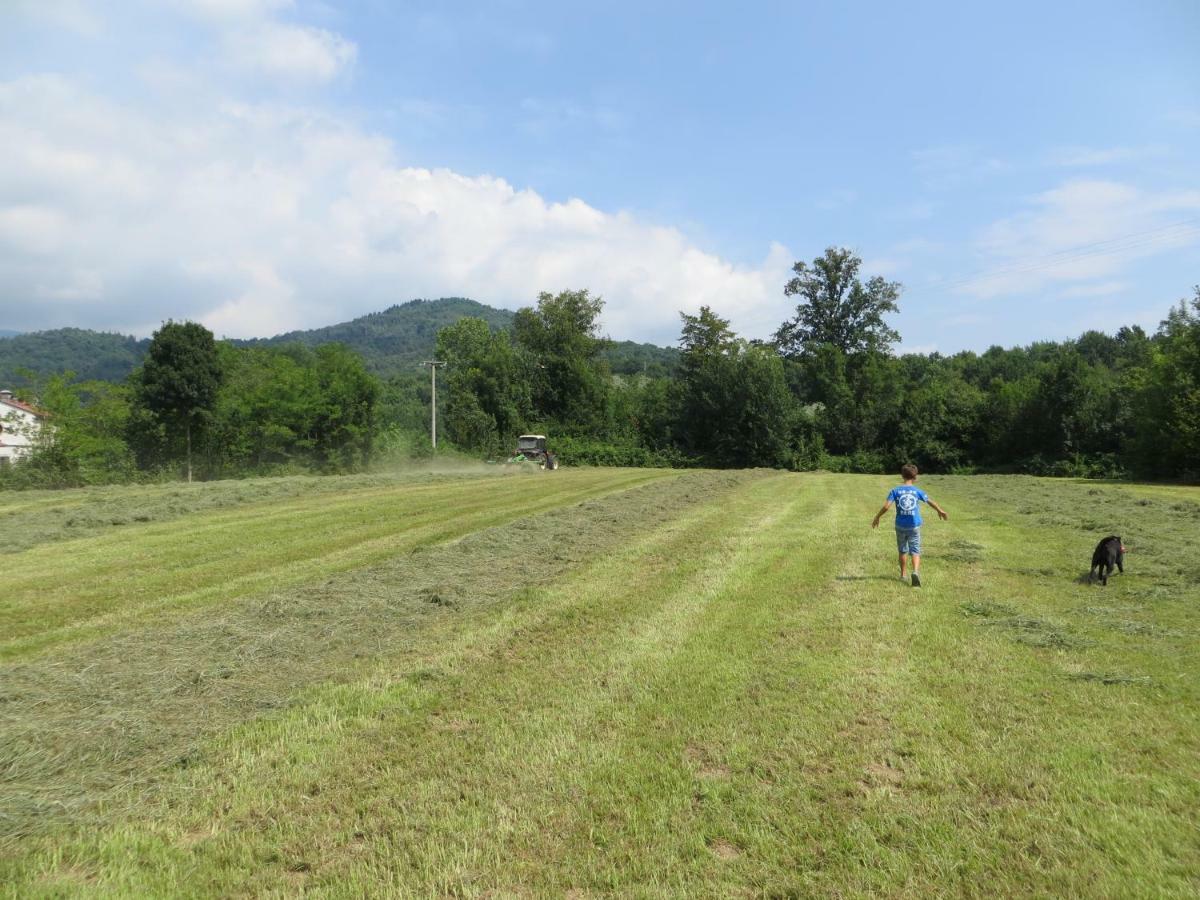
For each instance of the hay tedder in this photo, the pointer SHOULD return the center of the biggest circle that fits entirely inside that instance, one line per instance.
(532, 451)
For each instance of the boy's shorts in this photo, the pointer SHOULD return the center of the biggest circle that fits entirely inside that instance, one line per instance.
(909, 540)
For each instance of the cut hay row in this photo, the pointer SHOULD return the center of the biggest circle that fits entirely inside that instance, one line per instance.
(707, 685)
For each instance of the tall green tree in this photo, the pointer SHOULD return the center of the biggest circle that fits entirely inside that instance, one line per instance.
(178, 383)
(735, 405)
(1168, 391)
(838, 309)
(487, 390)
(562, 343)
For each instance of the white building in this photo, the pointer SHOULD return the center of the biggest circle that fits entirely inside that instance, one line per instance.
(19, 424)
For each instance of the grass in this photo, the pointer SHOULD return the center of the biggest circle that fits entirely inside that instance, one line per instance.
(687, 685)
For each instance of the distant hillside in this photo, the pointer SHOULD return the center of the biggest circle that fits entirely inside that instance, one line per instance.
(396, 339)
(391, 342)
(99, 355)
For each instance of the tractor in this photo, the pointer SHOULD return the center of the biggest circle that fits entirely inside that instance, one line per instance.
(532, 449)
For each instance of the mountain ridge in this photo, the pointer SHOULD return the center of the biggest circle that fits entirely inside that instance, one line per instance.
(391, 341)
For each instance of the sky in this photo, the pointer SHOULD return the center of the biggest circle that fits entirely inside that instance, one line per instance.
(1026, 171)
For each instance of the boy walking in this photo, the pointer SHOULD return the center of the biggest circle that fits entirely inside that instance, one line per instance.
(907, 498)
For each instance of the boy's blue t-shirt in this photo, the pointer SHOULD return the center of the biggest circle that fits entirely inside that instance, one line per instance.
(907, 499)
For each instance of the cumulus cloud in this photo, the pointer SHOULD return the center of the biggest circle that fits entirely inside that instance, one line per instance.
(262, 219)
(292, 52)
(1083, 234)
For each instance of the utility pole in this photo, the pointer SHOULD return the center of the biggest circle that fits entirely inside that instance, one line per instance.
(433, 407)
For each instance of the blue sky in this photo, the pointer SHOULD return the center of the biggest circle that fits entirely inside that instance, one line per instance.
(1026, 172)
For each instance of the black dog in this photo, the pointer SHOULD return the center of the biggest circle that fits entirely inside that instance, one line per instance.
(1109, 552)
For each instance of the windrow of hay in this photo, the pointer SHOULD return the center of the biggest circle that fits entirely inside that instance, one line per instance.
(33, 517)
(120, 712)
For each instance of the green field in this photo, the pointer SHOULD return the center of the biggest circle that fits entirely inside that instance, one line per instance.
(597, 682)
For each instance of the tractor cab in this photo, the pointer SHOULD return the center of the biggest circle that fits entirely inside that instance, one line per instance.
(532, 448)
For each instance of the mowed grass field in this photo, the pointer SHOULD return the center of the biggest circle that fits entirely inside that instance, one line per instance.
(595, 683)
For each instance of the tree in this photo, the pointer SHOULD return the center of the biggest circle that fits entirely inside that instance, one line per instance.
(837, 309)
(563, 347)
(1168, 396)
(735, 406)
(487, 393)
(178, 383)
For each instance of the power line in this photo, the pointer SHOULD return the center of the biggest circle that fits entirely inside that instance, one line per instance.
(1175, 232)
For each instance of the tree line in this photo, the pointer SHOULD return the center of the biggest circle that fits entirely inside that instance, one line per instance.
(826, 391)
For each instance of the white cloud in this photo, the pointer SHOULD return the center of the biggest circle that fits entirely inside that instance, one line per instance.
(261, 219)
(232, 10)
(1081, 233)
(1087, 156)
(292, 52)
(71, 15)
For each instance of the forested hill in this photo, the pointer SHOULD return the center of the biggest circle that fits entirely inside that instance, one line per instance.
(91, 355)
(396, 339)
(390, 342)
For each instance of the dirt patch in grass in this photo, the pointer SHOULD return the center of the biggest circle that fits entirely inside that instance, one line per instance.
(1030, 630)
(724, 850)
(125, 709)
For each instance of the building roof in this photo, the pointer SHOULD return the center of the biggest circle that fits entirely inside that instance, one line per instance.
(17, 405)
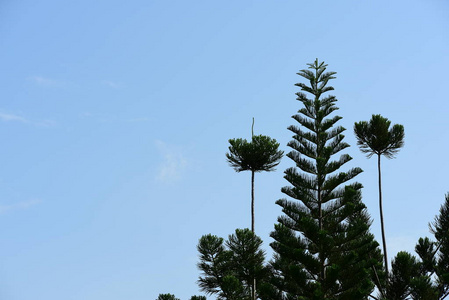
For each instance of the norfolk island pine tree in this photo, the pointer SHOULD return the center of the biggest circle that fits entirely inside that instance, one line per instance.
(326, 228)
(376, 137)
(261, 154)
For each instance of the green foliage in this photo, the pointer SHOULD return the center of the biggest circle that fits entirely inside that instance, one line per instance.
(229, 272)
(261, 154)
(198, 298)
(323, 248)
(166, 297)
(403, 268)
(376, 137)
(425, 278)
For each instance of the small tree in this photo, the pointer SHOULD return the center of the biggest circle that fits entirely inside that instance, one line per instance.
(261, 154)
(166, 297)
(376, 137)
(198, 298)
(229, 272)
(323, 248)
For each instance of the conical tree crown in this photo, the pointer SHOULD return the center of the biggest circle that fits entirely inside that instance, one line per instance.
(260, 154)
(376, 137)
(322, 242)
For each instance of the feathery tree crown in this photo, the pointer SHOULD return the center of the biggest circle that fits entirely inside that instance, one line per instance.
(322, 242)
(261, 154)
(376, 137)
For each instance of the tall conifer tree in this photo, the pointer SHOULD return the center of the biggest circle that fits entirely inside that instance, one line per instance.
(323, 248)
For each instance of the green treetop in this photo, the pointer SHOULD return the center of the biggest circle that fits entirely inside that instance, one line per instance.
(323, 248)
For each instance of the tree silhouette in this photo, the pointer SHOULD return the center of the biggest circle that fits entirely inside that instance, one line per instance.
(323, 248)
(376, 137)
(261, 154)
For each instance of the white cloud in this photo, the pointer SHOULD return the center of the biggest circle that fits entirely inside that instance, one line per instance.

★ ★ ★ ★ ★

Stated exercise.
Quote the entries word for word, from the line containing "For each instance of the feathery" through the end of the entries.

Task output.
For each instance of the feathery tree crown in this photo, the pointer SHOULD return the center of the biggest circle that fits entirely inside that instance, one line per instance.
(322, 242)
(261, 154)
(376, 137)
For each instance of the tall conifer tree in this photo, the pointer SHOULD return the center of the biggest circle that fits entirely inside that instance, one line per instance.
(323, 248)
For each instance of the green treetop in this photo, the pointer SHOULD return the center of the biggest circle that fits entirely inside that instance, one line per instance.
(323, 248)
For each instance of the tree silhouette in this photo, the pointer SHOULD return the center of the biggest circle that fits entirely inside that instance, one line per instance.
(323, 248)
(376, 137)
(261, 154)
For each instance of the white cloud in this photo, the pointer SHOULD return the center of the biggest circle that fits entirely inside that instance, one line per instance.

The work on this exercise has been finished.